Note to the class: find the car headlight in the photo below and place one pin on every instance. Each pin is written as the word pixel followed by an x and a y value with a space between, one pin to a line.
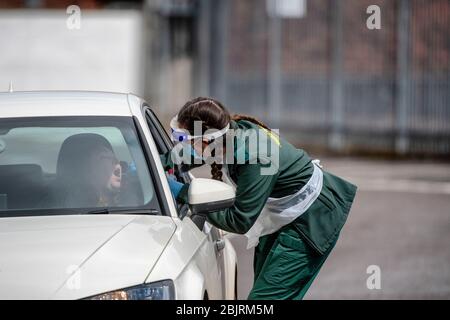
pixel 162 290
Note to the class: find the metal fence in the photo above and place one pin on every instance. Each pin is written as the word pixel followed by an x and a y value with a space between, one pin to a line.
pixel 324 78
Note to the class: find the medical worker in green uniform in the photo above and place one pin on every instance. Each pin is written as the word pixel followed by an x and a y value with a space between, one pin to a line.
pixel 293 215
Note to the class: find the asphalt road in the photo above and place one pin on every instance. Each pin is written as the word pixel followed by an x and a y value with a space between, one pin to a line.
pixel 400 222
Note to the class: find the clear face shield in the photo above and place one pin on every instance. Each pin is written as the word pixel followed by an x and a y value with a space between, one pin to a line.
pixel 192 145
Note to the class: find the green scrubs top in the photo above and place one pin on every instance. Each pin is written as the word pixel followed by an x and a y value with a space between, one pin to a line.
pixel 319 226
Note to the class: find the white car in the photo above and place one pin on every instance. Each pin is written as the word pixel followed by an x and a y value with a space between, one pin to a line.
pixel 86 211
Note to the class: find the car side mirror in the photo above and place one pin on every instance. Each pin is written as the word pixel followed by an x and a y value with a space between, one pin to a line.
pixel 208 195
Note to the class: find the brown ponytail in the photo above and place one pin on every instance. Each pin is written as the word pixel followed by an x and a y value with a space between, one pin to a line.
pixel 237 117
pixel 213 116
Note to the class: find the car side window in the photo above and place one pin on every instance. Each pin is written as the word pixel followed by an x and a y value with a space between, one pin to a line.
pixel 164 145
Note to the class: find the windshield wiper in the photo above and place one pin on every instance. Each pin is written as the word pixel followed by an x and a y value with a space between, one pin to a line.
pixel 122 211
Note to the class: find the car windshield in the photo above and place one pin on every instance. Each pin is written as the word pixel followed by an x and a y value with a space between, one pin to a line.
pixel 64 165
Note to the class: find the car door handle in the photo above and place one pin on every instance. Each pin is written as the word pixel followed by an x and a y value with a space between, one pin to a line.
pixel 220 244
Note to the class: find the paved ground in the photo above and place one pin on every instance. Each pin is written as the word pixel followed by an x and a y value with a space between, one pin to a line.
pixel 400 222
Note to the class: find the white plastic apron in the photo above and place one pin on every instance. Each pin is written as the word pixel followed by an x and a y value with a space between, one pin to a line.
pixel 279 212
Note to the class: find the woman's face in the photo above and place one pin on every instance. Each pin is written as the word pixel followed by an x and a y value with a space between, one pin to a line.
pixel 115 178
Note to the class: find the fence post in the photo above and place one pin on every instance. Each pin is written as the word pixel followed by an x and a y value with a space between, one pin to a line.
pixel 402 77
pixel 337 81
pixel 275 68
pixel 219 52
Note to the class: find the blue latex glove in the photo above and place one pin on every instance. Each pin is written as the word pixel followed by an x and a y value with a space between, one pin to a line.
pixel 175 186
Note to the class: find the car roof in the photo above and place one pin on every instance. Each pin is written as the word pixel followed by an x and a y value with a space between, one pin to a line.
pixel 65 103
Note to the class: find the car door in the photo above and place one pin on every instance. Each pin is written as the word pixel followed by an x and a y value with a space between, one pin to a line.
pixel 216 268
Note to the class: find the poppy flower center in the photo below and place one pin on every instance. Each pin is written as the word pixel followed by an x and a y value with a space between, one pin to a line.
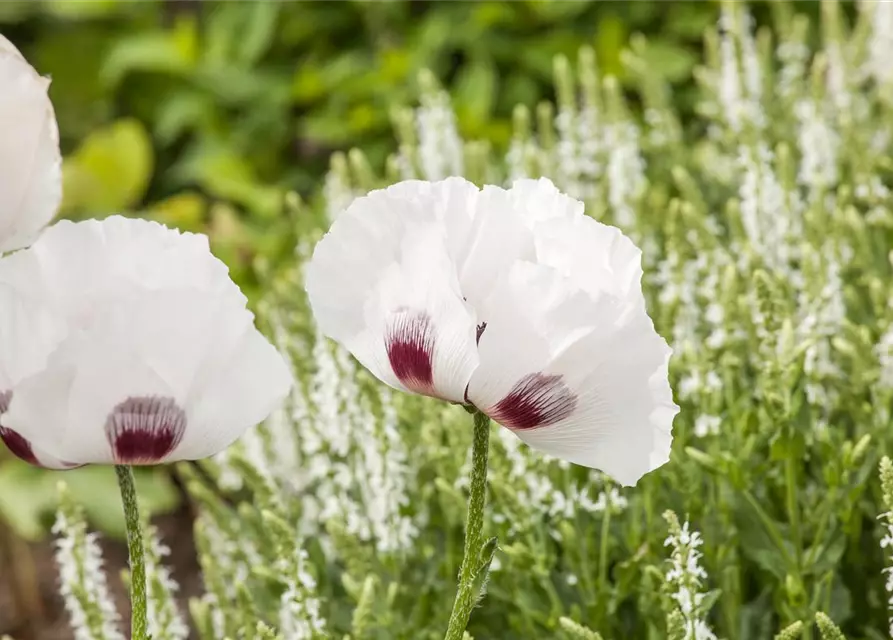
pixel 145 430
pixel 537 400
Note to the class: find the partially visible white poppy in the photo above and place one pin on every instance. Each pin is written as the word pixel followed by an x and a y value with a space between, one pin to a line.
pixel 28 334
pixel 159 361
pixel 513 301
pixel 30 160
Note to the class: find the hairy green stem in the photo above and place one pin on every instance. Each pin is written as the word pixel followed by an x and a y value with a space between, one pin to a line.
pixel 603 551
pixel 790 472
pixel 466 594
pixel 139 622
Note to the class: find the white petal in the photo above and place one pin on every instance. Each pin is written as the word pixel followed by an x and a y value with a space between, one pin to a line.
pixel 28 334
pixel 584 380
pixel 251 370
pixel 26 451
pixel 498 237
pixel 76 268
pixel 539 201
pixel 158 339
pixel 597 257
pixel 383 283
pixel 64 409
pixel 30 160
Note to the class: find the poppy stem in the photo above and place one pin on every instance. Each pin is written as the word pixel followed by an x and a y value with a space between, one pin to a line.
pixel 473 565
pixel 139 624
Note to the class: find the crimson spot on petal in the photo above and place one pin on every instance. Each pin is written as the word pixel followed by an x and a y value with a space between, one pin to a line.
pixel 410 346
pixel 480 331
pixel 145 430
pixel 18 446
pixel 537 400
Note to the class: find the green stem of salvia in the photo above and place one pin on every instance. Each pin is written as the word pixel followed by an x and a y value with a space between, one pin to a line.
pixel 466 595
pixel 139 625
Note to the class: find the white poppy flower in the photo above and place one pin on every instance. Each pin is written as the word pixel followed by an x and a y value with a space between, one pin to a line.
pixel 30 160
pixel 513 301
pixel 158 359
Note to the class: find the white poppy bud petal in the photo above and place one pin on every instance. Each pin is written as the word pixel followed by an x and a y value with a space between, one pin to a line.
pixel 22 358
pixel 159 361
pixel 590 384
pixel 537 306
pixel 30 160
pixel 390 292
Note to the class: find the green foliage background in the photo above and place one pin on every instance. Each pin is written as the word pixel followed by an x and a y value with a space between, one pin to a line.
pixel 204 114
pixel 207 115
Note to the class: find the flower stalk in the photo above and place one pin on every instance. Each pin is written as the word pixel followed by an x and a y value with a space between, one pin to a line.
pixel 469 582
pixel 139 624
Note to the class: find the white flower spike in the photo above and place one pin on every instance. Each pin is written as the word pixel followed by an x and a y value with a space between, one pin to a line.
pixel 30 160
pixel 147 353
pixel 513 301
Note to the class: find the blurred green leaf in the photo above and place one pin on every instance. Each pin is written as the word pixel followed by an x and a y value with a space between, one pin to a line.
pixel 110 170
pixel 29 496
pixel 669 60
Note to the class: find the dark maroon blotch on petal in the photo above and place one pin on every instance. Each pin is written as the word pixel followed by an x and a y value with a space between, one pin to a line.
pixel 410 346
pixel 145 430
pixel 480 331
pixel 537 400
pixel 18 446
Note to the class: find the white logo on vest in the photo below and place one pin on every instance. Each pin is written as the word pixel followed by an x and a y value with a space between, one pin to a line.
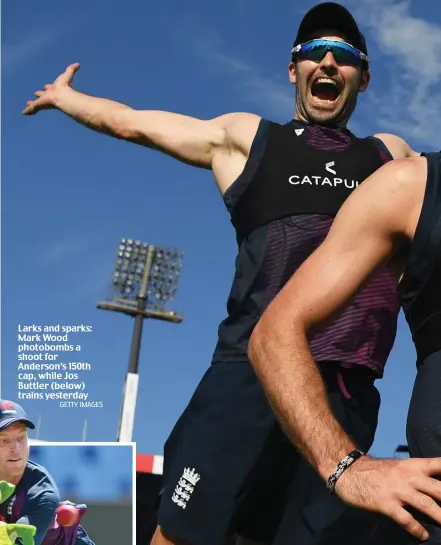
pixel 320 180
pixel 329 169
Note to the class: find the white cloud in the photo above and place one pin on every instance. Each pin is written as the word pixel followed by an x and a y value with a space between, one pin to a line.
pixel 409 102
pixel 28 48
pixel 265 91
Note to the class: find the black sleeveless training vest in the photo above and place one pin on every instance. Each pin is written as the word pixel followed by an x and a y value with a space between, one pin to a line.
pixel 282 206
pixel 420 288
pixel 300 174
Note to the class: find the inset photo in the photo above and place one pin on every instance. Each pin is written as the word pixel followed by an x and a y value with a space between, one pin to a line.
pixel 62 493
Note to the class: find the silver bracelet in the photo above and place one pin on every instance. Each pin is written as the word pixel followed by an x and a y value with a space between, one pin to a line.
pixel 341 467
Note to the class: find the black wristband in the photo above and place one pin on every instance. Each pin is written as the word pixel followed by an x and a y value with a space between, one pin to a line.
pixel 341 467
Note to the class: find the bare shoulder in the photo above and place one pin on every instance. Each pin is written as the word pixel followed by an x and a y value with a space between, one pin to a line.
pixel 240 128
pixel 403 177
pixel 397 146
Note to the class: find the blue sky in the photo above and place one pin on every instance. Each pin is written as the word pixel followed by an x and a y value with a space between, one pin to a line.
pixel 69 195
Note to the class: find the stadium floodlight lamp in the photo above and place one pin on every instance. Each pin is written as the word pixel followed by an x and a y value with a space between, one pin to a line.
pixel 145 279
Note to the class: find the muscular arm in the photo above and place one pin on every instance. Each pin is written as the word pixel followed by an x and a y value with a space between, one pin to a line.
pixel 39 511
pixel 221 144
pixel 371 226
pixel 188 139
pixel 398 147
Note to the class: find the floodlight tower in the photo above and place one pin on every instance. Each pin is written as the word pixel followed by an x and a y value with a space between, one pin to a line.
pixel 145 279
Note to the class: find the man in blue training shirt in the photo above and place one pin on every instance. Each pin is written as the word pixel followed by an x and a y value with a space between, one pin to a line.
pixel 36 496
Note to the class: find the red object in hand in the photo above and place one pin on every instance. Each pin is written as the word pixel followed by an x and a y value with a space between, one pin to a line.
pixel 67 515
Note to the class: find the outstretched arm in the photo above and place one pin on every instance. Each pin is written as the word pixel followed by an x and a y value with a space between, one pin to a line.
pixel 372 225
pixel 190 140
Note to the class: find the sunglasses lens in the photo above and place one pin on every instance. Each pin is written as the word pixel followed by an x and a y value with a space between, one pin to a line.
pixel 344 56
pixel 315 51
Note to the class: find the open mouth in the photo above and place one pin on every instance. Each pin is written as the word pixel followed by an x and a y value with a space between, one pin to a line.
pixel 325 89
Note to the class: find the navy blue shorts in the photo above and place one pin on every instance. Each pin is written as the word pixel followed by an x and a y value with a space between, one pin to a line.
pixel 229 469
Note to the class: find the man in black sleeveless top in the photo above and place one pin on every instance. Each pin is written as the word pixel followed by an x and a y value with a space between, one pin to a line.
pixel 228 467
pixel 394 218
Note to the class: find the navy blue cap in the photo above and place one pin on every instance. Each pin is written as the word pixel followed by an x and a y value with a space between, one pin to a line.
pixel 331 16
pixel 10 413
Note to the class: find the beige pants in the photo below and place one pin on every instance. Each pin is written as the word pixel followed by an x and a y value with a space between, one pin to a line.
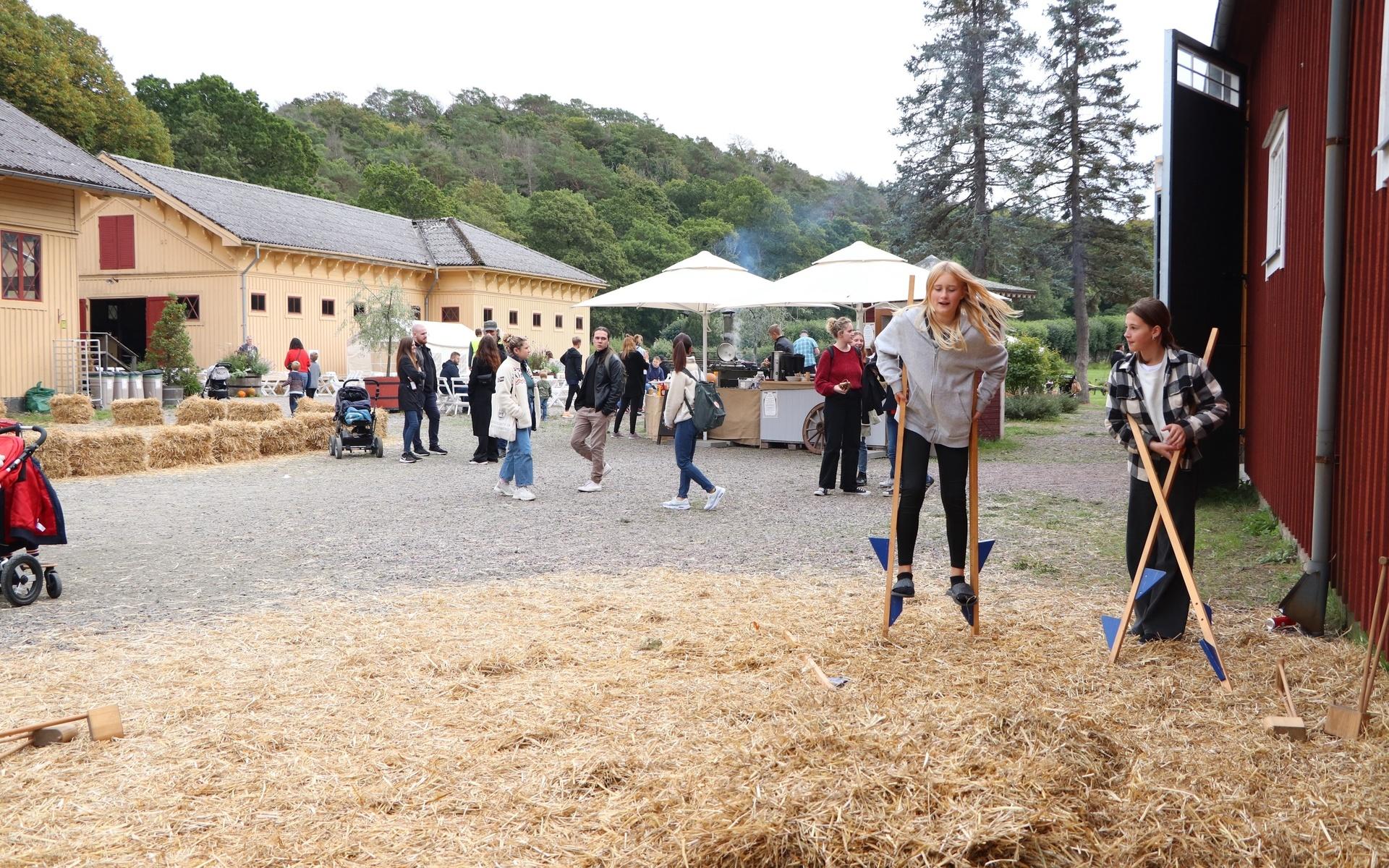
********************
# WRITTEN EXERCISE
Write out word for word the lines starting at the one containing "Note to the class: find the man in black" and ending at the one containing "pixel 10 413", including both of those lines.

# WRITTEN RESPONSE
Note to the class: find the man in black sleeveless top in the photo above and place one pin on every instance. Each pin is written as the word pixel followed by an x and a y value with a space between, one pin to a line.
pixel 228 467
pixel 394 218
Note to the class: find the navy blue cap in the photo above and place one pin on every instance. Each pin is written as the word pixel followed by an x and a y value with a space between, one pin to a line.
pixel 331 16
pixel 10 413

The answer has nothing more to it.